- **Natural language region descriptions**
++++++++++++++++++++
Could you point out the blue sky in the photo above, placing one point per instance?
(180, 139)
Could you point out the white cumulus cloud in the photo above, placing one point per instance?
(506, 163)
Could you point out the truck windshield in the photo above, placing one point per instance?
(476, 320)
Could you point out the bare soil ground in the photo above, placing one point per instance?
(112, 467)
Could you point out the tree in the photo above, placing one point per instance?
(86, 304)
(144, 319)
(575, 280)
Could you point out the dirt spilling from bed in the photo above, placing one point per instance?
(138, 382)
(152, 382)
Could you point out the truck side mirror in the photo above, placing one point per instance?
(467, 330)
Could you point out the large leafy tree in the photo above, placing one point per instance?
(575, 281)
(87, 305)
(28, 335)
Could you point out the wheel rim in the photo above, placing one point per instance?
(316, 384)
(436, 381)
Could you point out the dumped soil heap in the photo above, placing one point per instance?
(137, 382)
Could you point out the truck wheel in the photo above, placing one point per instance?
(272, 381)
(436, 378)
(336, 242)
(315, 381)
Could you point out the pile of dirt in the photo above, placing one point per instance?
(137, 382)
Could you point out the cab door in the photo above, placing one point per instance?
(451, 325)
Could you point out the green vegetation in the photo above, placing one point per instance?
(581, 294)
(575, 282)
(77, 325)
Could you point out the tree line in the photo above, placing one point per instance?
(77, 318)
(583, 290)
++++++++++++++++++++
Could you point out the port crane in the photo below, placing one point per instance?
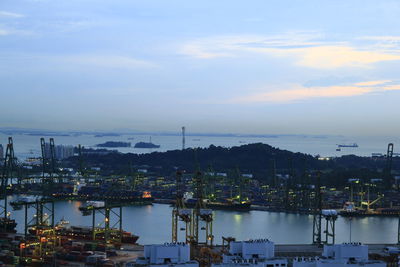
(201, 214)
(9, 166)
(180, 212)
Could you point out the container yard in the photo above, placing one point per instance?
++++++++++++++++++++
- **EXERCISE BRIEF**
Above, find the line with "Could you point out the port"; copy it and every line down to the line with "Could you point out the container", exactly and both included, but no pictures.

- **PROBLEM SOLUTION**
Could you point out the port crane in the photo below, placing one point per instance?
(201, 214)
(9, 166)
(180, 212)
Could you point out the container yard in the photo above, placing one point per instance?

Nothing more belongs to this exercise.